- Work to be completed -
Rescale the lines below by reproducing each one in full. Multiply every coordinate in the answers by 1.05 and round to the nearest whole number, with halves rounded up, and omit the pictures from your response.

- Data to process -
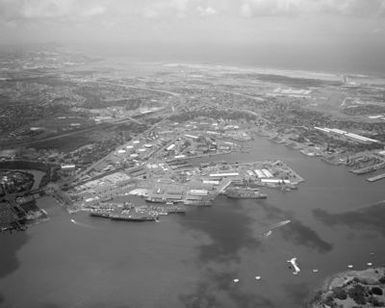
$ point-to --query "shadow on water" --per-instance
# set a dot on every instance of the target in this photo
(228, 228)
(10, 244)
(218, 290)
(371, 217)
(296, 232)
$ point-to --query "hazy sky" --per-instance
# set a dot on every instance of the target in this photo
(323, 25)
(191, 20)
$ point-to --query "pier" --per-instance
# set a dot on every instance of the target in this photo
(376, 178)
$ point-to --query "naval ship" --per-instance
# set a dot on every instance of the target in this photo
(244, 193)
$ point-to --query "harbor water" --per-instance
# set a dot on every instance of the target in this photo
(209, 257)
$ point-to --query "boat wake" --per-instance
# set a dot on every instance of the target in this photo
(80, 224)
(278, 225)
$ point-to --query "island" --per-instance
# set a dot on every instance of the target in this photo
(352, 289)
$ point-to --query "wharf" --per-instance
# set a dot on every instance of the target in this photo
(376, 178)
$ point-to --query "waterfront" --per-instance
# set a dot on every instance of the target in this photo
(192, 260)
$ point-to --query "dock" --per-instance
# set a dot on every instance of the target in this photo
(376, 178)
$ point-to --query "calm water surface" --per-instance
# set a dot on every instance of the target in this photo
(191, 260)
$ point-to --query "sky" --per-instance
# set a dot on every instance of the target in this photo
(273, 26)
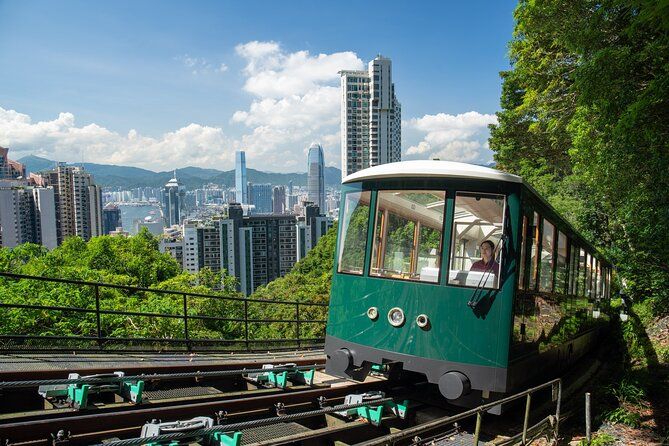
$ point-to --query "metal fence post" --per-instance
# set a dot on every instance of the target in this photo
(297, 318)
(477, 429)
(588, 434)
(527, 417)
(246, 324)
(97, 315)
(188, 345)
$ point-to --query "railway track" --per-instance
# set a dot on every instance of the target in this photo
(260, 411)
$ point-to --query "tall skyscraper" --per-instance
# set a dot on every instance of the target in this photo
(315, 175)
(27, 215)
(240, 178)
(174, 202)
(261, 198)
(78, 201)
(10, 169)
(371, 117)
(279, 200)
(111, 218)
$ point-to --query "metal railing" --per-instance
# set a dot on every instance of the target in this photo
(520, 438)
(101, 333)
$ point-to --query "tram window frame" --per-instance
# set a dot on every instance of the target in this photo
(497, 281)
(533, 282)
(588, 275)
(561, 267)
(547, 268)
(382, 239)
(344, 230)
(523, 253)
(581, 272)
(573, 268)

- Solution to this task -
$ point-to --query "shadow on water" --per-instance
# set a dot on every instance of the target in this photo
(239, 239)
(11, 256)
(229, 305)
(390, 228)
(311, 244)
$ point-to --query "hazy sky" --per-instance
# set a dot on every instance of the target in this photo
(339, 26)
(201, 21)
$ point-to --query "pier" --per-instance
# set a dot on every instance of the target in this photo
(395, 187)
$ point-to --query "naval ship" --per-instance
# set a dot on every instance of the target in this photo
(256, 203)
$ point-to --query "harbor water" --per-instance
# set a dot on every instance of the target in this photo
(219, 270)
$ point-to --query "boat wake" --per-instance
# set a dot on every instance of the target in this photo
(84, 235)
(292, 236)
$ point-to --query "island" --per-instance
# set a dot on every instance of the target in this photo
(370, 303)
$ point-to --query "wharf" --per-instance
# set a dot on every instance of the target in this photo
(395, 187)
$ point-to --query "waterfront" --per-instance
# set a dot on every instance of the target in this photo
(202, 273)
$ point-to --query "dock" --per-instance
# set a dot on every instance of the target in this photo
(395, 187)
$ point-to --query "calm water surface" --per-instance
# set a dot on every instance of the target in this photo
(201, 273)
$ point-to --query "sky" --per-instance
# set a dot on every instance of the target in this photo
(287, 27)
$ point-to --query "metal fence post" --per-instance
# set a dot on every instance of the target in this photo
(312, 334)
(501, 450)
(617, 456)
(553, 438)
(258, 340)
(102, 331)
(197, 362)
$ point-to --query "railway track" --per-instance
# set a dot on every instance of the target in this photo
(273, 432)
$ point-to --query "tall skyscraper" --per-instance
# set a dot on every instance of the target in this photo
(331, 184)
(28, 226)
(252, 187)
(183, 212)
(274, 208)
(82, 211)
(11, 177)
(390, 123)
(293, 210)
(117, 229)
$ point-to --query "metal railing" --per-instance
# set a dot on every instance of the target in this photo
(546, 460)
(106, 350)
$ point-to --query "tram window frame" --per-instance
# set a dot on every instance of the target in this photo
(522, 295)
(560, 296)
(617, 289)
(589, 280)
(574, 281)
(401, 251)
(361, 242)
(549, 266)
(610, 286)
(602, 281)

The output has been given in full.